## EXERCISE BRIEF
The answer must consist of every line in the data below that holds the word "steel".

## Dataset entries

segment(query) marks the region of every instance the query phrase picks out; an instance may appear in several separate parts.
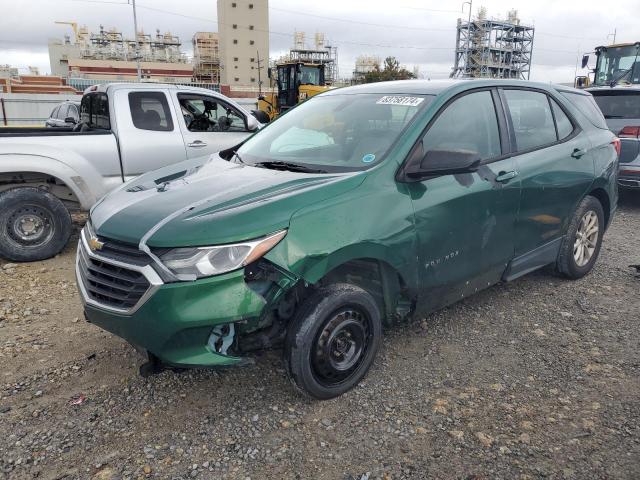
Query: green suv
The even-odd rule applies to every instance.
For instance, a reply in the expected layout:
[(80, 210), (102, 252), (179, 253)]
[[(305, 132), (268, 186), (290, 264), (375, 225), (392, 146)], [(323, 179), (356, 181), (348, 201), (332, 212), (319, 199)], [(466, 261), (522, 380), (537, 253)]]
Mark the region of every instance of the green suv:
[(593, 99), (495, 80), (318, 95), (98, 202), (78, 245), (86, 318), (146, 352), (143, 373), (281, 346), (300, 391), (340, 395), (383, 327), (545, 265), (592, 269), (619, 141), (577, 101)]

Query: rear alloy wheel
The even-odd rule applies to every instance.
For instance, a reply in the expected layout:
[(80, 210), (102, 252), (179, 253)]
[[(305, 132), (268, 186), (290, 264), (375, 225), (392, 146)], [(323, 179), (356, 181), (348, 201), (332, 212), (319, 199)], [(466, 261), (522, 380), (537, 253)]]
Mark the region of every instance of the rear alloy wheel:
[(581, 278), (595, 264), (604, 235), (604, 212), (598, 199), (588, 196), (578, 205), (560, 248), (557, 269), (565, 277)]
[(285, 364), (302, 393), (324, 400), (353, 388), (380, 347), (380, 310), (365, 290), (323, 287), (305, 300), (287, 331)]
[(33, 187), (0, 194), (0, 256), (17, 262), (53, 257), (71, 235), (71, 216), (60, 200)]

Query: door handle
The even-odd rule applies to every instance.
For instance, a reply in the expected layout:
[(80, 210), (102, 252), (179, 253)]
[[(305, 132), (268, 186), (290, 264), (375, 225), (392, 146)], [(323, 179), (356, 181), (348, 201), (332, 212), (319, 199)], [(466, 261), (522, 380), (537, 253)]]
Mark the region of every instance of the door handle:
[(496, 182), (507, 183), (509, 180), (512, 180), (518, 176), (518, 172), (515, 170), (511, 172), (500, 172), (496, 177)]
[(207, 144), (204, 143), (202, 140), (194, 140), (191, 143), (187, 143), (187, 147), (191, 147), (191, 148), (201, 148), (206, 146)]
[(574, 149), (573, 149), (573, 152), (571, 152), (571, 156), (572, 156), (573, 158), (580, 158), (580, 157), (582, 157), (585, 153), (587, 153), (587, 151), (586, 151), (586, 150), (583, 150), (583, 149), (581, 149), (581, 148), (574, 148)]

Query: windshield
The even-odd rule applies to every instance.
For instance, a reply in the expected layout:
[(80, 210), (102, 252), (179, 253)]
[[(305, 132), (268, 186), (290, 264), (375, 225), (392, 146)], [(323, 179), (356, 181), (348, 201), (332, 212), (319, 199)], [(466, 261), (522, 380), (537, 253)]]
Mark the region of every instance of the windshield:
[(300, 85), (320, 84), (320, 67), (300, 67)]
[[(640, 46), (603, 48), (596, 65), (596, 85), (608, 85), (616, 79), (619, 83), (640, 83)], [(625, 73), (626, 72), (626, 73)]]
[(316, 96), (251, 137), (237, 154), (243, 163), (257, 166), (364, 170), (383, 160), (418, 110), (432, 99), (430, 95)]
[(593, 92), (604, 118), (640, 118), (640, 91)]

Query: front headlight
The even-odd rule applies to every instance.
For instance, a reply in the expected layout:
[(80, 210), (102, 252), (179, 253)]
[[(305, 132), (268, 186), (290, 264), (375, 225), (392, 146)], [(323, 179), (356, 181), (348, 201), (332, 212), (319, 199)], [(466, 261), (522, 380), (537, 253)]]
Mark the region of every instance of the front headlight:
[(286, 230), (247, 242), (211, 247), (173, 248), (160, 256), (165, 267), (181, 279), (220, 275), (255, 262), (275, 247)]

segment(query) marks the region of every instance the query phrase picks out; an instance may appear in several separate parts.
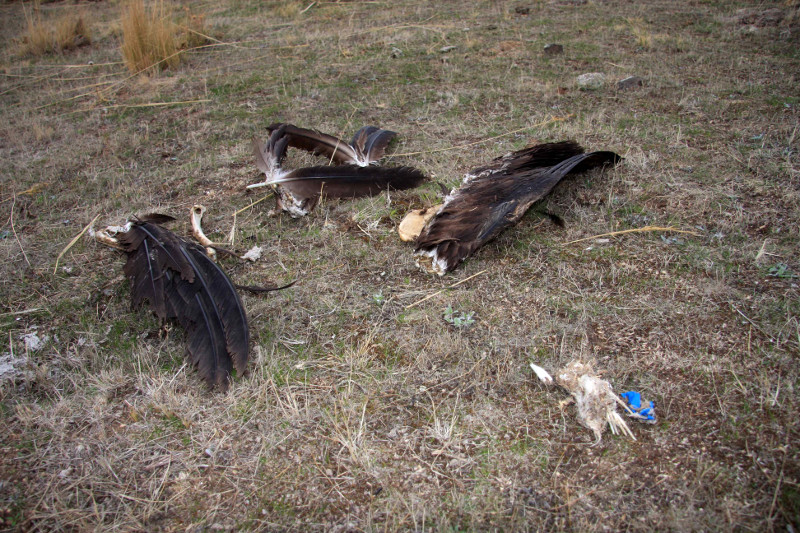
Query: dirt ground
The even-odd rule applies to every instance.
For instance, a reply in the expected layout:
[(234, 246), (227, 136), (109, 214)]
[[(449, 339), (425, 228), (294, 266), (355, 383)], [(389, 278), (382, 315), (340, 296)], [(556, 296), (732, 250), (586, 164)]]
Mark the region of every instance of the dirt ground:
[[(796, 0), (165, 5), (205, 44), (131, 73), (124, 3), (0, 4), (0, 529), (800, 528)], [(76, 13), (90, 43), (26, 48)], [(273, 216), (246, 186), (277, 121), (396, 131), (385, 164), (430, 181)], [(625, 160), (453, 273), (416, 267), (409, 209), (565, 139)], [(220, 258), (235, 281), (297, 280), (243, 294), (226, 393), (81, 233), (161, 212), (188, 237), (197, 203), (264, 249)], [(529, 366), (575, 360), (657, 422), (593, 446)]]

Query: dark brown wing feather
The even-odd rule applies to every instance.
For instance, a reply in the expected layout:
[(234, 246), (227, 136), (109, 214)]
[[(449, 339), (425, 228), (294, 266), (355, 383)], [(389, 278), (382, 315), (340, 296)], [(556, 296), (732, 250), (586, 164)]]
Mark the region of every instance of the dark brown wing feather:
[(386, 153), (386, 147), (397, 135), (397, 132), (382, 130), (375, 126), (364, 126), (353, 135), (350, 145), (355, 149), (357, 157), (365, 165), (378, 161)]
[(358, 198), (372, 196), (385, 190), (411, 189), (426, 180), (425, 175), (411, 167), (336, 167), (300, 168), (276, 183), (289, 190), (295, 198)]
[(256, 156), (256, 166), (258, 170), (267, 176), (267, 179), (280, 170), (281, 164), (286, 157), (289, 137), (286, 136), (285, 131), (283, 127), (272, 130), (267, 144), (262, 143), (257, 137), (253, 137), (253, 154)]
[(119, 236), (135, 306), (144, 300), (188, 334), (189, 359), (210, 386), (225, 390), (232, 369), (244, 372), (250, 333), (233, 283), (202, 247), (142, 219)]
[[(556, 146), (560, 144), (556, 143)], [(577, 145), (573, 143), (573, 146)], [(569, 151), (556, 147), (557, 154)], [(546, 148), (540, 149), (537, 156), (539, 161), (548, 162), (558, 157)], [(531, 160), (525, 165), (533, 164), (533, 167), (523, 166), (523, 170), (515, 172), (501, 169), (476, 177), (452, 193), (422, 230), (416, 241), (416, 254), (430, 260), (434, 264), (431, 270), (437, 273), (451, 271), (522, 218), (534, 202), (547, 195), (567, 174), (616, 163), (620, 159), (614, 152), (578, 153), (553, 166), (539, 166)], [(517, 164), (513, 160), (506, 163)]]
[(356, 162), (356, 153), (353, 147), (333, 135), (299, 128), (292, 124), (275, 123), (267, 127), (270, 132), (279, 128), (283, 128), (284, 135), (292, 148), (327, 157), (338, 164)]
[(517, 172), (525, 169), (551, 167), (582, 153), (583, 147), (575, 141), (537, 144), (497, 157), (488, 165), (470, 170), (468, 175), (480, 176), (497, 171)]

---

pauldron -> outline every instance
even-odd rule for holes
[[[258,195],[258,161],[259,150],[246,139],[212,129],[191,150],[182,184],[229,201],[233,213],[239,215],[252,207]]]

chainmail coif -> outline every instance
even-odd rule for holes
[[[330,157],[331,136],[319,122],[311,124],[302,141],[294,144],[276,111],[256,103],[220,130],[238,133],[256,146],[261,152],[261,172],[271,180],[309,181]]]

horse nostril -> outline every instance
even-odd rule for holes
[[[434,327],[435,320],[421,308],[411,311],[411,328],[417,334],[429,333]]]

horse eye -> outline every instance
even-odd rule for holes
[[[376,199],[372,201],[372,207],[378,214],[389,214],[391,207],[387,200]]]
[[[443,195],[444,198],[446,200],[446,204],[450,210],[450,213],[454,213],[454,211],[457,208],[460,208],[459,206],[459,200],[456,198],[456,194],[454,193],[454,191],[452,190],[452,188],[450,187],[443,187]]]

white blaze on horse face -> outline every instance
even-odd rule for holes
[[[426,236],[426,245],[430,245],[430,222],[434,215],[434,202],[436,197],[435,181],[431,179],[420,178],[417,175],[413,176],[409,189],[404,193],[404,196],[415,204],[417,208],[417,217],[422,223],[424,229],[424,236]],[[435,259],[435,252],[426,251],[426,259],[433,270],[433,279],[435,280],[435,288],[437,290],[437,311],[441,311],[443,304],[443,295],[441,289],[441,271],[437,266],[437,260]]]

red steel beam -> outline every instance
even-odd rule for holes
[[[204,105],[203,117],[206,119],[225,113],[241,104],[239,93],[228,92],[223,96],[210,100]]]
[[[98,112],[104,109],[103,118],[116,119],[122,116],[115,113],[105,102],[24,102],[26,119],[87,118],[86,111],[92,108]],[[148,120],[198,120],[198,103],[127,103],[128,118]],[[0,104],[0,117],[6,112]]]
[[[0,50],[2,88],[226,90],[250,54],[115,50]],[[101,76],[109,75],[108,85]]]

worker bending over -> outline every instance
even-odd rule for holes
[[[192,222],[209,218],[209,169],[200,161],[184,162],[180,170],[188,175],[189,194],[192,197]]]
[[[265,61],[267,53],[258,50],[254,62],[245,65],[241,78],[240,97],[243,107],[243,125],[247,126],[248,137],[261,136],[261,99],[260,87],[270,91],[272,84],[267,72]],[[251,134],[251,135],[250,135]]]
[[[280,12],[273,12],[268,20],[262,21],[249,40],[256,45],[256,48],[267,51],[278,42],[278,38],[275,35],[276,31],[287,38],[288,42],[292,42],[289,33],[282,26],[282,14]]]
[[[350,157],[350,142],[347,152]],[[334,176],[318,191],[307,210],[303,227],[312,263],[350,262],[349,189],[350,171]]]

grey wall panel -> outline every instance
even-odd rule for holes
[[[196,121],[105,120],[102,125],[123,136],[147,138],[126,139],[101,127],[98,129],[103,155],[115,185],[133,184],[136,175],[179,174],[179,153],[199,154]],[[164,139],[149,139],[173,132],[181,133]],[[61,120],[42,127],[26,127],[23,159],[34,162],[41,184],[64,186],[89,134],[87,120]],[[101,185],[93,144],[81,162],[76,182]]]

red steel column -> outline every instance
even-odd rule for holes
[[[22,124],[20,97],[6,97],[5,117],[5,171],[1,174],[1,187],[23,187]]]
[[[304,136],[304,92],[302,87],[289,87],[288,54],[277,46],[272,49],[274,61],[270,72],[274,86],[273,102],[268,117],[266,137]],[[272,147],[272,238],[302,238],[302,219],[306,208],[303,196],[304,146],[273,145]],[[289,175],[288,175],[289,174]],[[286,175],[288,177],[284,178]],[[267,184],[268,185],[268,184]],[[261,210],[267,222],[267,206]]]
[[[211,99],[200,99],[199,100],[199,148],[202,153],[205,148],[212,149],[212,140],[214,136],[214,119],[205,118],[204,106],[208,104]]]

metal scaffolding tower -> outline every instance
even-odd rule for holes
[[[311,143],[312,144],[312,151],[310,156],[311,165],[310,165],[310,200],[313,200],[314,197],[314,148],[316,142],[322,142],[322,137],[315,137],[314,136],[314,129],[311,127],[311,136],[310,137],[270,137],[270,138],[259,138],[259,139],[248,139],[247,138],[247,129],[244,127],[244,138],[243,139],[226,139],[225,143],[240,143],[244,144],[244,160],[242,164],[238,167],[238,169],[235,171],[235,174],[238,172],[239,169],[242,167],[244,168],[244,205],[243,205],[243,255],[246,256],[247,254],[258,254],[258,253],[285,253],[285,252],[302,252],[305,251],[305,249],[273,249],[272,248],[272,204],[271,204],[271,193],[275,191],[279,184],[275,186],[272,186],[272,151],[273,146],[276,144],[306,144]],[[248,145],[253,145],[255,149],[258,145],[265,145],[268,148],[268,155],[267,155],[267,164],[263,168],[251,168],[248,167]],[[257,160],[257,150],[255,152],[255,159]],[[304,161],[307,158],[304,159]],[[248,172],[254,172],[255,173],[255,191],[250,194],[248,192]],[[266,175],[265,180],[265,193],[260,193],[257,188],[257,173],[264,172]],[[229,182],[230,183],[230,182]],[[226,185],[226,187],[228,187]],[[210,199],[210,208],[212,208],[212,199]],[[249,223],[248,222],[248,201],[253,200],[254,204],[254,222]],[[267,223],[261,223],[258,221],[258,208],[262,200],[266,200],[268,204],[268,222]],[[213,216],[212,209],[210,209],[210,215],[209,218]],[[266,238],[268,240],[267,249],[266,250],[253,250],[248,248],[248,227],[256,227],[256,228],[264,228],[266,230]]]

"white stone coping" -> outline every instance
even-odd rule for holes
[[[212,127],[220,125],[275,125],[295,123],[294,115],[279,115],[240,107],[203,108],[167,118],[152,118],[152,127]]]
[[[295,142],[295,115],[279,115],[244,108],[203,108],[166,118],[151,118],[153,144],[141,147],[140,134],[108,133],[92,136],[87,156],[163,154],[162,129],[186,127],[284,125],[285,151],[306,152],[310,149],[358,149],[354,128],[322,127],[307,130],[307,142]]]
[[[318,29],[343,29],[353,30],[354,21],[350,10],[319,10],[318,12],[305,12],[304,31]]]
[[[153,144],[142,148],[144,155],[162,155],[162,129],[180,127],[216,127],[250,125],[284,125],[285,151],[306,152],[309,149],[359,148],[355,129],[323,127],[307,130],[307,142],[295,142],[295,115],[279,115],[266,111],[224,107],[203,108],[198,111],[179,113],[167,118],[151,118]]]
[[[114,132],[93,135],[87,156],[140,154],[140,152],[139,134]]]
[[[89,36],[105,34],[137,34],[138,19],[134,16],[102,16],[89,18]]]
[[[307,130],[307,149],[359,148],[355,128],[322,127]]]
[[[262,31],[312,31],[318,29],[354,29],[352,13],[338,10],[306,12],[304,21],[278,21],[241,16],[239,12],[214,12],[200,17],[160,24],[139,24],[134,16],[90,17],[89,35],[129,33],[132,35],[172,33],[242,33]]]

## ANSWER BOX
red steel beam -> outline every instance
red steel column -> outline every instance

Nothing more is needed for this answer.